§ **Text provided**:

*-*-*

But that doesn’t tell you what a Monad is, only what it’s normally used for.

It’s like if you asked me what a burrito is, and I said “it’s something that you eat”. That doesn’t tell you what a burrito actually is, still less how to make one, but at least it gives you an idea of what you are supposed to do with it.

What are the Monad Laws?

They are¹:

Left identity: unit(a) >> f is the same as f(a)
Right identity: m >> unit is the same as m
Associativity²: (m >> f) >> g is the same as
m >> (lambda x: (f(x) >> g))

where a is any unwrapped value, m is any wrapped value (an instance of the class in question), and f and g are arbitrary functions from unwrapped to wrapped.

You should be able to prove those properties, and this is a straightforward job for our ValueAndLog class. I’ll do the first one for you:

unit(a) returns ValueAndLog(a, "")

Next evaluate ValueAndLog(a, "") >> f, by stepping through the definition of the bind function:

    def __rshift__(self, func):
        result = func(self.value)
        return ValueAndLog(result.value, self.log + result.log)

On entry, self is ValueAndLog(a, "")

The first line calculates result = func(self.value), which is func(a). This must return some instance of our class, say ValueAndLog(x, y)

The second line calculates a new ValueAndLog. The first part is result.value (which is x), and the second part is ""+result.log, which is ""+y which in turn is just y.

Therefore it returns ValueAndLog(x, y), which is the same as func(a). QED.

The others are similarly straightforward to prove, and therefore the ValueAndLog class is in fact a Monad.

People who don’t like proofs have unit tests instead:

Now, could I have written the ValueAndLog class so that it had similar functionality, but didn’t qualify as a Monad? Certainly. For example, perhaps it crossed your mind that the bind function could add the trailing newline onto log messages automatically:

def __rshift__(self, func):
    result = func(self.value)
    return ValueAndLog(result.value, self.log + result.log + "\n")

That now breaks the Monad Laws — try re-running the unit tests with this modification. Also it changes the behaviour of our sample program in an important way. Remember that the original function g didn’t output a log message? When we use this bind function, we find that calling g adds a blank line to the logs. Oops.

What’s the point of the Monad Laws?

Here’s a hand-waving answer: if a type fulfils all the requirements for being a Monad, then it joins a club. Members of this club share a higher-order concept which can be manipulated in its own right, much as higher-order functions manipulate functions. For example, you can write a Monad Transformer which acts on a Monad (any Monad).

Another hand-waving answer: Monads which follow the laws “do what you expect” when you make a chain of bind operations.

If it helps, you could also think of Monads as sharing a common superclass, with the Monad Laws giving the behaviour which you can depend on in all its subclasses.

class Monad:
    ...class ValueAndLog(Monad):
    ...

In Python, there is some benefit in doing this. For example, the lift function is the same for all Monads, so it could live in the superclass:

class Monad:
    @classmethod
    def lift(klass, func):
        return compose(klass.unit, func)

Monads as a flow-control structure

You’ve seen this before:

Value(x) >> f >> g >> h

At each step, the bind operator >> takes a wrapped value on the left, and applies the function on the right to the unwrapped value.

Except, it doesn’t have to. bind is its own master, and can make its own decisions about what to do next. For particular input values, bind could decide to return a value of its own and not call the right-hand side at all. This then terminates the left-to-right flow entirely, and the value of the entire expression becomes what was chosen at that point. This gives a way to short-circuit evaluation, returning early — such as returning an exception if something goes wrong.

*-*-*

§ **Requirements**:
- a) In the text on Monads, what does unit(a) return for the ValueAndLog class?
- b) Carry on the text on Monads from the point at which it stops.
The material that follows the text on Monads comes from a separate source.

§ **Supplied data**:
*-*-*

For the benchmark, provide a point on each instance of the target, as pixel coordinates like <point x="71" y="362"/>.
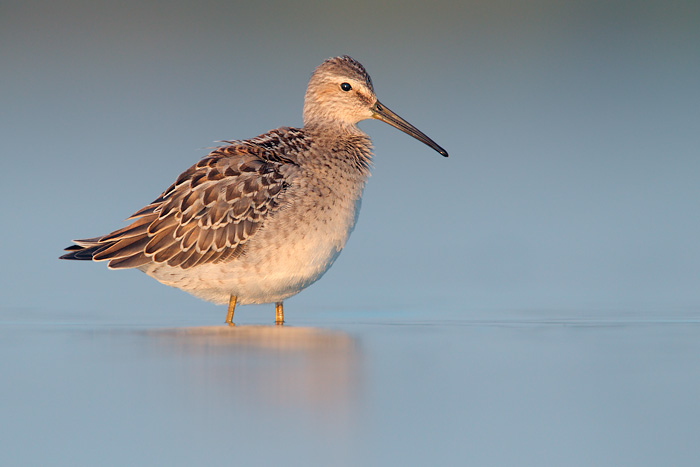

*-*-*

§ **Outputs for the tasks**:
- a) ValueAndLog(a, "")

- b)
Or bind could decide to call the right-hand side multiple times (with different arguments) and combine the results.

This is very powerful. Switching to Haskell for a moment, because its syntactic sugar is difficult to show in Python:

add :: Maybe Int -> Maybe Int -> Maybe Int
add mx my = do
  x <- mx
  y <- my
  return (x + y)

Maybe Int wraps an Int value. The Maybe wrapper carries either a value of that type, or the special value Nothing meaning “no value”. It’s used to capture the idea of a value which may or may not be present, in a strongly typed language.

The first line says: “add is a function, which takes two Maybe Int values and returns a Maybe Int value”. The second line starts the function definition, where mx and my are the parameters to the function.

x <- mx unwraps the value from the first argument, and y <- my unwraps the value from the second argument (see the article on Assignment), and the last line calculates the sum and wraps it: return in Haskell is what we’ve called unit until now.

But what happens if one of the arguments is Nothing?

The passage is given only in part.